* Problems to work on:
a - Answer these questions about the biography of Richard Tillman Fountain:
(i) Under which governor did Fountain serve as Lieutenant Governor?
(ii) During which years did he attend the University of North Carolina at Chapel Hill?
(iii) What office did he hold from 1911 until 1918?
b - Print the biography of Richard Tillman Fountain from "Richard Tillman Fountain" up to and including "the board (1924–1931).".

Richard Tillman Fountain (February 15, 1885 – February 21, 1945) was a North Carolina politician who served as Speaker of the North Carolina House of Representatives in 1927 and as the 16th Lieutenant Governor of North Carolina from 1929 to 1933 under Governor Oliver M. Gardner.

Fountain was born in Edgecombe County, North Carolina, on February 15, 1885, was educated in the public schools of Edgecombe County and the Tarboro Male Academy, and attended the University of North Carolina at Chapel Hill from 1905 to 1907. Fountain was admitted to the N.C. Bar and began practicing law in Rocky Mount in 1907. He was appointed judge of the municipal court of the city of Rocky Mount in 1911 and held the office until 1918. He was also a trustee of the Rocky Mount Graded Schools (1917–1935), secretary to the board of trustees (1917–1921), and the chairman of the board (1924–1931).

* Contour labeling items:
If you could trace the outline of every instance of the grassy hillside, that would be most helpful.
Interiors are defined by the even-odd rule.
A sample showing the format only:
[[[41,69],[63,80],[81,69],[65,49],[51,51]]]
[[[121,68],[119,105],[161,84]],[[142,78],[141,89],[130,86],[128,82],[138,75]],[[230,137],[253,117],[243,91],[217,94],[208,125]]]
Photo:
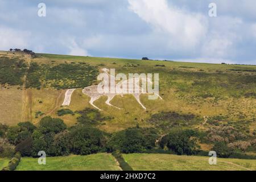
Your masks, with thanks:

* Answers in order:
a -
(i) Oliver M. Gardner
(ii) 1905 to 1907
(iii) Judge of the municipal court of the city of Rocky Mount

b -
Richard Tillman Fountain (February 15, 1885 – February 21, 1945) was a North Carolina politician who served as Speaker of the North Carolina House of Representatives in 1927 and as the 16th Lieutenant Governor of North Carolina from 1929 to 1933 under Governor Oliver M. Gardner.

Fountain was born in Edgecombe County, North Carolina, on February 15, 1885, was educated in the public schools of Edgecombe County and the Tarboro Male Academy, and attended the University of North Carolina at Chapel Hill from 1905 to 1907. Fountain was admitted to the N.C. Bar and began practicing law in Rocky Mount in 1907. He was appointed judge of the municipal court of the city of Rocky Mount in 1911 and held the office until 1918. He was also a trustee of the Rocky Mount Graded Schools (1917–1935), secretary to the board of trustees (1917–1921), and the chairman of the board (1924–1931).